__EXERCISE AIM__:
Leave out the pictures and print the records below exactly.

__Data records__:
* * *
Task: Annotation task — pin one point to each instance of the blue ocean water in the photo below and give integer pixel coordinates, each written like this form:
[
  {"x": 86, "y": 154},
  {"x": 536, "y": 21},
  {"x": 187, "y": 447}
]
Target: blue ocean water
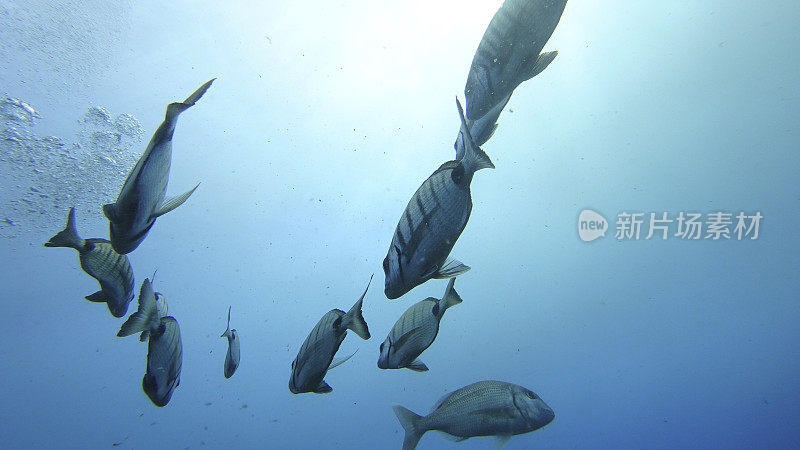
[{"x": 324, "y": 119}]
* * *
__YOUR SOLUTION__:
Task: Annotation task — pin one point to each instance of the blue ocean water in the photo below and give integer pixel coordinates, each written like this form:
[
  {"x": 86, "y": 154},
  {"x": 536, "y": 21},
  {"x": 187, "y": 447}
]
Target: blue ocean water
[{"x": 324, "y": 119}]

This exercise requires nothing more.